— Job 1 —
From the Big Apple recollections, extract the passage from "By Bob Chessell" to "very short lived.".
— Job 2 —
Answer these questions about the Big Apple recollections:
(a) How long was the Big Apple open before it was closed?
(b) Which group supported T Rex at the Big Apple?
(c) What was the venue called after it moved to the old ice rink in Queens Square?
— Job 3 —
Where the recollections of the Big Apple venue stop, continue them.

By Bob Chessell (30/09/2009)

You had to go up a steep staircase to get in; it was like a very large hall, at the back were food stalls and bars at either side of the stage were areas with large cushions in to sit on. The rest of the floor was either standing or sitting though most people sat on the floor to watch a gig. The Big Apple was only open for six months before it was closed because of sound proofing issues. The venue then moved to the old ice rink in Queens Square and was called FOX; that venue too was very short lived.

By Howard Wade (02/10/2009)

I went to see T Rex at the Big Apple and Status Quo were the supporting group. Yes you did have to sit on cushions; it was a bit like an indoor festival.

By Laine (02/10/2009)

— Material —
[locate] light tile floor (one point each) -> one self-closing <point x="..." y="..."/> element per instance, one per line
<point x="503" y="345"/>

— Reply 1 —
By Bob Chessell (30/09/2009)

You had to go up a steep staircase to get in; it was like a very large hall, at the back were food stalls and bars at either side of the stage were areas with large cushions in to sit on. The rest of the floor was either standing or sitting though most people sat on the floor to watch a gig. The Big Apple was only open for six months before it was closed because of sound proofing issues. The venue then moved to the old ice rink in Queens Square and was called FOX; that venue too was very short lived.

— Reply 2 —
(a) Six months
(b) Status Quo
(c) FOX

— Reply 3 —
I was a regular here in 1970 and 71 - a Canadian kid who loved music and the culture here, and at the Cottage and the King and Queen. Stayed up all night for Stones tickets and sat right up at the front for that show in 1971 at the Big Apple. Saw Curved Air, Yes, Tull and Colliseum here as well. Had a bootleg tape of the Stones' show that has long since sadly gone missing!

By Michael McNamara (31/01/2010)

I was a regular at Big Apple; saw T Rex, Deep Purple, Strawbs, Free, Mott the Hoople and many others. If my memory is right Status Quo went down so well as T Rex support they were booked to headline the following week. What a great venue it was when the Stones were there - the row of people waiting to buy tickets from Tiger Moth Records the week before the concert stretched half way round Brighton

By Kevin March (28/02/2010)

It had previously been the "Regent Ballroom" and was above the Regent Cinema and as such it had a sprung floor. I attended nearly every concert that was held there. I can recall having to pay about £1.00 to see the Rolling Stones. That was about ¼ of my weekly wage and seemed grossly unfair as I'd seen them in Hyde Park for free.

By Jester Theclown (26/09/2010)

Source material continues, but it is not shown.